=== Task description ===
Find each line in the items below that contains the word "negative", and copy those lines out in full.

=== Data for review ===
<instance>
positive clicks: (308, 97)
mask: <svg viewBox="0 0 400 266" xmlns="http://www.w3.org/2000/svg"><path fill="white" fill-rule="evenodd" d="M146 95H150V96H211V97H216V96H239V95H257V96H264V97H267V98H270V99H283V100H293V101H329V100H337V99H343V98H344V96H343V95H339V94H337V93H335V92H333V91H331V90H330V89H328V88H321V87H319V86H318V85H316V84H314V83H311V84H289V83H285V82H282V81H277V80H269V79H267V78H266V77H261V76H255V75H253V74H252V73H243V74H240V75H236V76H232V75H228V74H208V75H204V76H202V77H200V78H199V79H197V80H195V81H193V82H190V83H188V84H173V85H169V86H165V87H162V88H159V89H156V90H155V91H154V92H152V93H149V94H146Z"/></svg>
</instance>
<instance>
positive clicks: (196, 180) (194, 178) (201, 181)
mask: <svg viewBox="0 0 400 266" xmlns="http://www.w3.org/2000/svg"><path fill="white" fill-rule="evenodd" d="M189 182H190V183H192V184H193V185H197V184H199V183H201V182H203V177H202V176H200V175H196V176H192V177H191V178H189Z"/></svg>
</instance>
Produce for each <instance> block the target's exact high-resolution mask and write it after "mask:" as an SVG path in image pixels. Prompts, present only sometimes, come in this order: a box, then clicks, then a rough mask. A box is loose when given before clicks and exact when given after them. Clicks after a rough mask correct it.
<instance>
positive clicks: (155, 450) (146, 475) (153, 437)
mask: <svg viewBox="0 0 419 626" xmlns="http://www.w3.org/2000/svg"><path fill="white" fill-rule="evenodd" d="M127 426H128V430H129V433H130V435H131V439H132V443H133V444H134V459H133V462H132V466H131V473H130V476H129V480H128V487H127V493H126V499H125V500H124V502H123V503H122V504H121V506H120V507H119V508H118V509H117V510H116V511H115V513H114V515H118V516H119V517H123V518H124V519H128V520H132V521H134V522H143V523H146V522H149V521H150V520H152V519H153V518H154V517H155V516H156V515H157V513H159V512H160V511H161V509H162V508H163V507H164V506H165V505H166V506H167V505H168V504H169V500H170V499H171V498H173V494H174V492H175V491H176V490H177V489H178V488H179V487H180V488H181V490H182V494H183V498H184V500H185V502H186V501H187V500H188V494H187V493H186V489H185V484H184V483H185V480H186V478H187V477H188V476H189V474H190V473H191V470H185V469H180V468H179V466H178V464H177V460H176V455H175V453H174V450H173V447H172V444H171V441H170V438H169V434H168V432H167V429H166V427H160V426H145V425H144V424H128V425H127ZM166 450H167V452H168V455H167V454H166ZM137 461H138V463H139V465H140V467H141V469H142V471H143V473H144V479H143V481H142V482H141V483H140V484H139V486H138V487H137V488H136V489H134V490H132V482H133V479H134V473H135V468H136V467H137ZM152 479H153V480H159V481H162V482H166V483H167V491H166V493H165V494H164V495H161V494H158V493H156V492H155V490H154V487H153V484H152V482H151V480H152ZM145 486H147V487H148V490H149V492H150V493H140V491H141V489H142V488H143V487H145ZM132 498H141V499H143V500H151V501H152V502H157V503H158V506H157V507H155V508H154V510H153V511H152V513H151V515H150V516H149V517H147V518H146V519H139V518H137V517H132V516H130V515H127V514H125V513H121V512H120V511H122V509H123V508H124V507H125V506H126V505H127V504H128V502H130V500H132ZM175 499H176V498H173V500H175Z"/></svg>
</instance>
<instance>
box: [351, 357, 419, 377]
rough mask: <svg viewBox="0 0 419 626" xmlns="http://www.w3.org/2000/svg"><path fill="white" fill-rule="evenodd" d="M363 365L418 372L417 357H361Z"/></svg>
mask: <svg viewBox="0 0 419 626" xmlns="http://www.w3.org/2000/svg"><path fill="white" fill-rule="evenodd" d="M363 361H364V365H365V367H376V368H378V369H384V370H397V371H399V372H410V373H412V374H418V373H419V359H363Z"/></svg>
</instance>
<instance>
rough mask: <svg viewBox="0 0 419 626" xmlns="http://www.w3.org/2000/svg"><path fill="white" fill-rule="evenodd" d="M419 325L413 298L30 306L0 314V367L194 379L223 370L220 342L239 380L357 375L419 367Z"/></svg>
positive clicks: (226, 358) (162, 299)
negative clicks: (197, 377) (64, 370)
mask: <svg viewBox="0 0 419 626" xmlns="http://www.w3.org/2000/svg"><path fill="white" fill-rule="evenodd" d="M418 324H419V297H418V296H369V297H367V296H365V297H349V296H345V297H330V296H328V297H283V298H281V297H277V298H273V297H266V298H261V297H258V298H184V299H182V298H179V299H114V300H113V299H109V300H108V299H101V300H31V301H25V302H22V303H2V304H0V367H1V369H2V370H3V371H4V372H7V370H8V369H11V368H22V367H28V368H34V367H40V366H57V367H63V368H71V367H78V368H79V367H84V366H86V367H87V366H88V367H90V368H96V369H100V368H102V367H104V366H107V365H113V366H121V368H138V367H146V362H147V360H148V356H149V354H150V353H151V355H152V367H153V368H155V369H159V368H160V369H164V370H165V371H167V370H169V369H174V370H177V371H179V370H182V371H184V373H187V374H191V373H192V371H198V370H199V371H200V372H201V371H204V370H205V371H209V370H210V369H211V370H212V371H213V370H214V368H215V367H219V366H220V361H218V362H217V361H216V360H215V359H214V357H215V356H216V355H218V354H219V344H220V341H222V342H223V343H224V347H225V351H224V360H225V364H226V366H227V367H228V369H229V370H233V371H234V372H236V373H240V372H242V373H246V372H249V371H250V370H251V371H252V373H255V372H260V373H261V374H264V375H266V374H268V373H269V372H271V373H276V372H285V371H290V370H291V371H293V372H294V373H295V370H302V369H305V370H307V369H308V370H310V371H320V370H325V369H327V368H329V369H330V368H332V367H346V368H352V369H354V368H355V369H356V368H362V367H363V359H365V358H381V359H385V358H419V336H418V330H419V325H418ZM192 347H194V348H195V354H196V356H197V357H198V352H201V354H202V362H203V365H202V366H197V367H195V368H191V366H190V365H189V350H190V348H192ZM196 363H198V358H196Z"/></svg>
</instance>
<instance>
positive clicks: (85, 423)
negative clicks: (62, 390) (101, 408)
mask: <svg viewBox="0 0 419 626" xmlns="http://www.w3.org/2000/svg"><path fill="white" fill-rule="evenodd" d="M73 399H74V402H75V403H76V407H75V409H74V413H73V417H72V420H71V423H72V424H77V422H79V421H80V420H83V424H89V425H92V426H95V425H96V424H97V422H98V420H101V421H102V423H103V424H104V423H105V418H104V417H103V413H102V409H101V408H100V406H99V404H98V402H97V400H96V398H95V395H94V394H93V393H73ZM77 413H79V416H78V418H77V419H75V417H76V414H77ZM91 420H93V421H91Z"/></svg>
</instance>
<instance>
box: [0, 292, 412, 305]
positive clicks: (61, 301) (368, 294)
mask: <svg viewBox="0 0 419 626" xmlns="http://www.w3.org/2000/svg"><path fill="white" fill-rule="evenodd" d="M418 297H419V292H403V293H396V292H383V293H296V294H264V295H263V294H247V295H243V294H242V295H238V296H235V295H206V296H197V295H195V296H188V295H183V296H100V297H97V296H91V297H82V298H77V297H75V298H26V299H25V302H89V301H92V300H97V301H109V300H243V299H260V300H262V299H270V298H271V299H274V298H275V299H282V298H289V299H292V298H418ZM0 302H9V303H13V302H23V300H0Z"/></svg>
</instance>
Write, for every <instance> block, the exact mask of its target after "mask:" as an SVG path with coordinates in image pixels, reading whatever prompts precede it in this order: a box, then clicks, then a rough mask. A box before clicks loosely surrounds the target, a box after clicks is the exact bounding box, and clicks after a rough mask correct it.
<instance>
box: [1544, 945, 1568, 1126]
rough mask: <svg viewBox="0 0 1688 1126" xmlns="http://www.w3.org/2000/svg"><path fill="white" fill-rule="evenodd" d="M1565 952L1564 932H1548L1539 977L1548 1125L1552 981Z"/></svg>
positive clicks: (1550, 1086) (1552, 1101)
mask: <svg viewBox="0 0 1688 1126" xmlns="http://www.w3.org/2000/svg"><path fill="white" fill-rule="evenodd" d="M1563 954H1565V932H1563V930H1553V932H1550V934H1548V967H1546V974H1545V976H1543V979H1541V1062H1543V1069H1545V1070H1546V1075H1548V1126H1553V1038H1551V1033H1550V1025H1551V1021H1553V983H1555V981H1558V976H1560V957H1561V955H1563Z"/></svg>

=== Reply to the task ===
negative clicks: (197, 377) (64, 370)
negative clicks: (62, 390) (101, 408)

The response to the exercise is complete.